§ **Task instructions**
Using the records below, locate all lines containing "petal" and return them.

§ **Data records**

————————

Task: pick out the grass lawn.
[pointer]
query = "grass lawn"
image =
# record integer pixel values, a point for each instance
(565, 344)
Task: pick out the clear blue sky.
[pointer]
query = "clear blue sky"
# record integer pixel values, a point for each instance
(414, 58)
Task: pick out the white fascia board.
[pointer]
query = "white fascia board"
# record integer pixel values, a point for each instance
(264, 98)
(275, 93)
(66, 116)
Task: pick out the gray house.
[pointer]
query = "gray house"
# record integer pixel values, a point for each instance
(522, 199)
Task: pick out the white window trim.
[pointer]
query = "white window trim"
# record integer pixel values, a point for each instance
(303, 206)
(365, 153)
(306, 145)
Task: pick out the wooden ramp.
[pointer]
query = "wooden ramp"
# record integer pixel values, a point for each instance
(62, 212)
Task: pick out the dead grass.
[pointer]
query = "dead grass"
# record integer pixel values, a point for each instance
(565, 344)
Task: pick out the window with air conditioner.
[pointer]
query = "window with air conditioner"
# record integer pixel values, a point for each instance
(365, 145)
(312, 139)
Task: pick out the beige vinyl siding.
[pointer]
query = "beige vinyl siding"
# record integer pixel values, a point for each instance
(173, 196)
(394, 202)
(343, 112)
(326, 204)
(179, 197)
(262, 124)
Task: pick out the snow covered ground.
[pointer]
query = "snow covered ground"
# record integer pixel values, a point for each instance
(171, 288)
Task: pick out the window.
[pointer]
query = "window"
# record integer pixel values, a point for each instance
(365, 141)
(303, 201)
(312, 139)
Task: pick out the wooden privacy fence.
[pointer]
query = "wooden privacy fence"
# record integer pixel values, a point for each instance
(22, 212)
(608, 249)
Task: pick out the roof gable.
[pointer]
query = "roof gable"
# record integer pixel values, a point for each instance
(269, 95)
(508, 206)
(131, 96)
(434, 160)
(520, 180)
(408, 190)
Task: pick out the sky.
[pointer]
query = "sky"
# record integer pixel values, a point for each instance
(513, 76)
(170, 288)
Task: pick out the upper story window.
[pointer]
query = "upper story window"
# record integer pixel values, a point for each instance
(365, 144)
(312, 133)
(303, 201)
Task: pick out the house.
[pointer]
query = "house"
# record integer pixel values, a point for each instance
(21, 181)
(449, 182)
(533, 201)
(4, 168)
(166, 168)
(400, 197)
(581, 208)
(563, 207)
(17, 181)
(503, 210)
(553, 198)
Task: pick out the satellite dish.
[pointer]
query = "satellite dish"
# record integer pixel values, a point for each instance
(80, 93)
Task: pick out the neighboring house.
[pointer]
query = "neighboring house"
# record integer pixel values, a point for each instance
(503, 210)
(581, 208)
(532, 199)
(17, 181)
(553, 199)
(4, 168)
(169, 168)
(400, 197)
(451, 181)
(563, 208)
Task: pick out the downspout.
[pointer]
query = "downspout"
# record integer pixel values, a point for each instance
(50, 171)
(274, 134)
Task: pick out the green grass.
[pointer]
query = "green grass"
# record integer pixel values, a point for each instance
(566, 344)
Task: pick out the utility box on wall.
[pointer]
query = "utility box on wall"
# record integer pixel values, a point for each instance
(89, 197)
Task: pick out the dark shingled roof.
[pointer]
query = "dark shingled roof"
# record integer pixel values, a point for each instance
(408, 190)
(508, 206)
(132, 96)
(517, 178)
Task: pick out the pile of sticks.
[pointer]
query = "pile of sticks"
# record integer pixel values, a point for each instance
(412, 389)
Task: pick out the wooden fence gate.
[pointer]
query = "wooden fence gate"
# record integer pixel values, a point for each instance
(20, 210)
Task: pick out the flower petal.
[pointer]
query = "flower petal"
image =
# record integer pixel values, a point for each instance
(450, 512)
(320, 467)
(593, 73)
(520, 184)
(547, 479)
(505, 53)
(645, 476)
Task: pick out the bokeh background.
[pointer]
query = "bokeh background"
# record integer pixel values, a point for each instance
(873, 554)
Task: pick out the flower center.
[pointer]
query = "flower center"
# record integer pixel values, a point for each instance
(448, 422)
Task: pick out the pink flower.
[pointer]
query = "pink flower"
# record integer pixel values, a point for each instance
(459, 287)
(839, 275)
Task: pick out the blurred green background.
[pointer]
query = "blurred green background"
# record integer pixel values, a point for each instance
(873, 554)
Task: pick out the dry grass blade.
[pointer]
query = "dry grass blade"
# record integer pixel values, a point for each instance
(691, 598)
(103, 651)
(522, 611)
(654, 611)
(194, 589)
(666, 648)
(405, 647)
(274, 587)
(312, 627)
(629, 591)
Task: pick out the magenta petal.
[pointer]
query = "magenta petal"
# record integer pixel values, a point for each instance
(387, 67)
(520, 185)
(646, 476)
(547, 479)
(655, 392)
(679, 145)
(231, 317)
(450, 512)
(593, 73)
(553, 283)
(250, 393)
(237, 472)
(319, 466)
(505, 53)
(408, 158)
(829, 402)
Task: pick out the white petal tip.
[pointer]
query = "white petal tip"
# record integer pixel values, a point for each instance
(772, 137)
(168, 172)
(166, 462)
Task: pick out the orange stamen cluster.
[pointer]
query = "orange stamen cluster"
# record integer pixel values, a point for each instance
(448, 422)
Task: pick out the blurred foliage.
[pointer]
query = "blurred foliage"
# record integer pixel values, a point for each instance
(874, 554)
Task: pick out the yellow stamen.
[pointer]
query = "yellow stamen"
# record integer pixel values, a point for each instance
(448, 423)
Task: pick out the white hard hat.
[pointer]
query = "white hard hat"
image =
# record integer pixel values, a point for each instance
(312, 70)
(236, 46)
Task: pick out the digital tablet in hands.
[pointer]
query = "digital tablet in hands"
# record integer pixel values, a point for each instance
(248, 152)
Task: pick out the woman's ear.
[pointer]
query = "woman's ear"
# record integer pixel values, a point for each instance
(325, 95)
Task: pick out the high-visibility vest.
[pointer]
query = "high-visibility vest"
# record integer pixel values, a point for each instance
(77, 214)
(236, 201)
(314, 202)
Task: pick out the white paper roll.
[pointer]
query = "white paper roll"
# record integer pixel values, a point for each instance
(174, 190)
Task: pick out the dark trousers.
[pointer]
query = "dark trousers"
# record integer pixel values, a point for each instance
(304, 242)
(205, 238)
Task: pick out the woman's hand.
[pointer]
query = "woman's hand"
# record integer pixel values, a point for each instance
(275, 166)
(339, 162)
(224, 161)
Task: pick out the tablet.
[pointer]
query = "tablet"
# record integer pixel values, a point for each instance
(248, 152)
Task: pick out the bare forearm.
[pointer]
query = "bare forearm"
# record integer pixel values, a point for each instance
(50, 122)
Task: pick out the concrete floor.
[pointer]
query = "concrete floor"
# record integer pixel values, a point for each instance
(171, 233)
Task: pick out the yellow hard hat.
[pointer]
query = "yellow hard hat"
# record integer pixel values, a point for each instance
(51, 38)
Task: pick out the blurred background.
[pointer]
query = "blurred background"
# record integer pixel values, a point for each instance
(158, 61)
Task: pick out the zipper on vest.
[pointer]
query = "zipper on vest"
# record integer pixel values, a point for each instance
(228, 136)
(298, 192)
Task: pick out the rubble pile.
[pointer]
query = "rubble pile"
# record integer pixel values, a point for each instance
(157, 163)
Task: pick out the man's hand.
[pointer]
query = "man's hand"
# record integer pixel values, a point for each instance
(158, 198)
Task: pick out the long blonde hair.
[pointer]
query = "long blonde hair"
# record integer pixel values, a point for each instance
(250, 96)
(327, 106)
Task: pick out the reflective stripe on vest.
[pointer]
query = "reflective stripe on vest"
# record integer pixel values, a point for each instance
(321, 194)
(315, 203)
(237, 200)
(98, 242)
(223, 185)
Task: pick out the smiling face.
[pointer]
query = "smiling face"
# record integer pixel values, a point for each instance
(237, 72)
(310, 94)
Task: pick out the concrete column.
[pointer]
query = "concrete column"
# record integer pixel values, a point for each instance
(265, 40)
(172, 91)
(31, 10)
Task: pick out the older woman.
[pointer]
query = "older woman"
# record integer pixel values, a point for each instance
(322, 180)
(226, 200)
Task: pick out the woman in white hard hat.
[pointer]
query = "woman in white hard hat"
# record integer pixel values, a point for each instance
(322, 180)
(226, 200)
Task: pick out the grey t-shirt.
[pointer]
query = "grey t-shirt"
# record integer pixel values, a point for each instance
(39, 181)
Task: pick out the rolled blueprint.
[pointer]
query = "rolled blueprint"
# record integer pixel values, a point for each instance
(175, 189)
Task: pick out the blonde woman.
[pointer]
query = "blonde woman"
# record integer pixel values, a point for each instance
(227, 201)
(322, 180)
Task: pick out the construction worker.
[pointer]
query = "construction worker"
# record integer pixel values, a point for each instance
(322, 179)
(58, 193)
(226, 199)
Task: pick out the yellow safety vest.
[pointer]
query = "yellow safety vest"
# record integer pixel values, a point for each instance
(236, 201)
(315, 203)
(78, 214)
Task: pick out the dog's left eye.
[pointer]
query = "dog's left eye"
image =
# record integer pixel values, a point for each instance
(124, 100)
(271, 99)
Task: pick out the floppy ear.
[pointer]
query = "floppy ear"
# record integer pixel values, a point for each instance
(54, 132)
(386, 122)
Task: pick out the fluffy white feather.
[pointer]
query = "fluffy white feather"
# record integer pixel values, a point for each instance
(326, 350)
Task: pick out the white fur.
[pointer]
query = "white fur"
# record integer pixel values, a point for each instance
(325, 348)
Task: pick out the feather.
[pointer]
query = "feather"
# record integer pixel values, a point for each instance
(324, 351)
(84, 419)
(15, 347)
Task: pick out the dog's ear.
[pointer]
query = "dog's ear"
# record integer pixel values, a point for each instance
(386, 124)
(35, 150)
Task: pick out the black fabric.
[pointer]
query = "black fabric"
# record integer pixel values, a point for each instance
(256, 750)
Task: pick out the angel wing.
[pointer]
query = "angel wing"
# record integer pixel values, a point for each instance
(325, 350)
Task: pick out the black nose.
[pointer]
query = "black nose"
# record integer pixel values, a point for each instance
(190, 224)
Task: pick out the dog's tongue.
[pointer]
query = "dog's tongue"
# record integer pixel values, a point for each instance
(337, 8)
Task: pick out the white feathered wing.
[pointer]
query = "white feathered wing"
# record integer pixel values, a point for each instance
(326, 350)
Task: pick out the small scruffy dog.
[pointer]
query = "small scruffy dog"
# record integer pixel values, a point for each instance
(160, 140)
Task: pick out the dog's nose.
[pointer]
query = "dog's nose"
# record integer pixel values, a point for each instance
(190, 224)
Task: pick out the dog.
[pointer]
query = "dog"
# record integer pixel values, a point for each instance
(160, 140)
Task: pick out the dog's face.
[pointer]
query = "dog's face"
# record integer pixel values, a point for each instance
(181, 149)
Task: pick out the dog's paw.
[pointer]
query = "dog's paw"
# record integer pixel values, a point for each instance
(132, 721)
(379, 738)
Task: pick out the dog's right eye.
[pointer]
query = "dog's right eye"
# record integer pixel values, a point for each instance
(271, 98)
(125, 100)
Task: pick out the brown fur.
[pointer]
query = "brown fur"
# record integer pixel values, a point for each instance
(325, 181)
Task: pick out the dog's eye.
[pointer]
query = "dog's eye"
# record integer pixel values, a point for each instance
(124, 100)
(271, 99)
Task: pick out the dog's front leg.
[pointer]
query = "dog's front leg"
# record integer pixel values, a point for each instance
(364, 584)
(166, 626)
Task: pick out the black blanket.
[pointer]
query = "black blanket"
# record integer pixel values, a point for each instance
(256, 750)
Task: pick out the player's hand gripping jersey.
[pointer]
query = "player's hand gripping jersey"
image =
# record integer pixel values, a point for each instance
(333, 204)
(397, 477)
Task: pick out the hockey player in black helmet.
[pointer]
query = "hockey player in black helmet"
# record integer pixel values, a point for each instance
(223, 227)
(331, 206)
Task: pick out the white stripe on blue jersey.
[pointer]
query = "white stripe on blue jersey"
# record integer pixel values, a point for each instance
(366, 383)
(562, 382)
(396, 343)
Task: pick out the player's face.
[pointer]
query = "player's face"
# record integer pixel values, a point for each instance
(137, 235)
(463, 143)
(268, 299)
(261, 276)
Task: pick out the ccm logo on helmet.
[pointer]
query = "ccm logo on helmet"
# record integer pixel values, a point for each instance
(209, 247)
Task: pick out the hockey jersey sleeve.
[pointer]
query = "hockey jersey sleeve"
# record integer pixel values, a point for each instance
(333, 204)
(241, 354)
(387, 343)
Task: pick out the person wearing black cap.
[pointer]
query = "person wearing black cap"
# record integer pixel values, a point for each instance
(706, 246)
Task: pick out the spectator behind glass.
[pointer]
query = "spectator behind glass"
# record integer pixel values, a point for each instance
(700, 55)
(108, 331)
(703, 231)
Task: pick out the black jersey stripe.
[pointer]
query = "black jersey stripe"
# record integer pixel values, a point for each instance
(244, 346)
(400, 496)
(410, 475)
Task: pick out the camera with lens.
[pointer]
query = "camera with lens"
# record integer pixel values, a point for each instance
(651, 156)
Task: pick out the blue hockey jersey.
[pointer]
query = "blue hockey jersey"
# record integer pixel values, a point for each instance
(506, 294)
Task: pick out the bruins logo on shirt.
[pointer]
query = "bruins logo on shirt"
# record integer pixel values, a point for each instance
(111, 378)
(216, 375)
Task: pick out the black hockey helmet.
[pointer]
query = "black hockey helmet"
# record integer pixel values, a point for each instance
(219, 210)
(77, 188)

————————

§ **Answer to the problem**
Task: pick out the flower petal.
query = "flower petal"
Task: pick out the magenta petal.
query = "magenta petal"
Task: pick out the white petal tip.
query = "white petal tip"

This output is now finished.